REQUIRED WORK:
Would you transcribe the listing that follows, character for character, and omit its images?

MATERIAL PROVIDED:
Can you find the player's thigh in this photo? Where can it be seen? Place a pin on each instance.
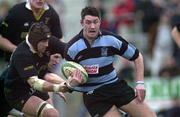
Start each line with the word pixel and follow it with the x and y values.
pixel 32 104
pixel 136 109
pixel 36 106
pixel 113 112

ANSWER SECTION:
Can you find the player's thigh in this photo? Where can it be seen? Place a pin on each instance.
Start each line with the word pixel and follow it with the x and y values.
pixel 32 104
pixel 136 109
pixel 36 106
pixel 113 112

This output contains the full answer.